DOCUMENT EXTRACT
Victorian Premier Daniel Andrews said up to 20,000 workers were needed to pick fruit and vegetables in his state.

“We will also continue to work with [acting-Chief Medical Officer Paul Kelly] around some other countries where a bubble might be able to be set up,” Mr Andrews said.

The Australian Workers Union represents fruit pickers and questioned the safety of workers quarantining on farms.

“We’re going to roll this out onto farms where potentially infected workers are mingling with non-infected workers and community members, in regional areas where there may not be necessary medical care,” said AWU national secretary Daniel Walton.

“What could go wrong?”

Instead, Mr Walton is calling for an overhaul of the industry.

If growers and contractors enticed local workers with fair pay and reasonable conditions, the locals would come, he said.

Southern Forest employment hub helps seasonal workers

Australia’s horticulture industry has been accused of exploitative conditions. Photo: AAP

“We need farms to consistently pay legal wages and honour Australian conditions,” Mr Walton said.

QUESTIONS TO ANSWER
(A) List every person named in the fruit-picking article.
(B) Extract the fruit-picking article's text from "Victorian Premier Daniel" up to and including "secretary Daniel Walton.".
(C) According to the fruit-picking article, how many workers did Daniel Andrews say were needed to pick fruit and vegetables in his state?

Dataset entries:
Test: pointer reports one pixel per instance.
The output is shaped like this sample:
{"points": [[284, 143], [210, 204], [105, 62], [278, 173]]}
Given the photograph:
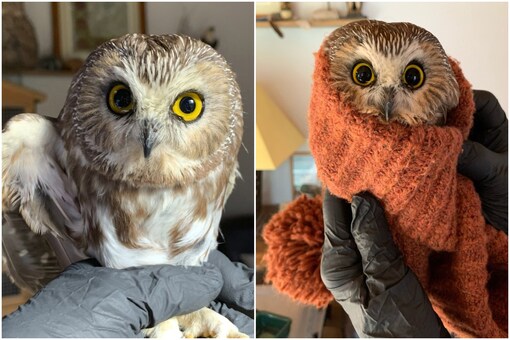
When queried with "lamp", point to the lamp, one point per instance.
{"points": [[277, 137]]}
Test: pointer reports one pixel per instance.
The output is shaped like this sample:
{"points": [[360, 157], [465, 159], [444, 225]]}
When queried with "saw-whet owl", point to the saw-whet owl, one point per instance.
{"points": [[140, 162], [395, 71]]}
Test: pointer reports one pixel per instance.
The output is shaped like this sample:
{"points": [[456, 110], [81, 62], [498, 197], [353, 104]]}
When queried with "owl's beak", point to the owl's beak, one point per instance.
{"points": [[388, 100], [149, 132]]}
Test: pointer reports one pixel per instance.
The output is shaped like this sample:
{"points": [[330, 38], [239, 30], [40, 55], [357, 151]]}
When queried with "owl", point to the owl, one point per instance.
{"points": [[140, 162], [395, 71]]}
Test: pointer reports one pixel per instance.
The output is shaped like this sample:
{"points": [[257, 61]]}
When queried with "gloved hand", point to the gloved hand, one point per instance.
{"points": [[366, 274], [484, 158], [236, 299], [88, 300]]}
==
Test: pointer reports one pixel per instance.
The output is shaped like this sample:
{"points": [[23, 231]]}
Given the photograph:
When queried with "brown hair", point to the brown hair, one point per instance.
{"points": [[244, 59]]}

RESULTS BY TASK
(A) Daniel Andrews, Paul Kelly, Daniel Walton

(B)
Victorian Premier Daniel Andrews said up to 20,000 workers were needed to pick fruit and vegetables in his state.

“We will also continue to work with [acting-Chief Medical Officer Paul Kelly] around some other countries where a bubble might be able to be set up,” Mr Andrews said.

The Australian Workers Union represents fruit pickers and questioned the safety of workers quarantining on farms.

“We’re going to roll this out onto farms where potentially infected workers are mingling with non-infected workers and community members, in regional areas where there may not be necessary medical care,” said AWU national secretary Daniel Walton.

(C) Up to 20,000 workers.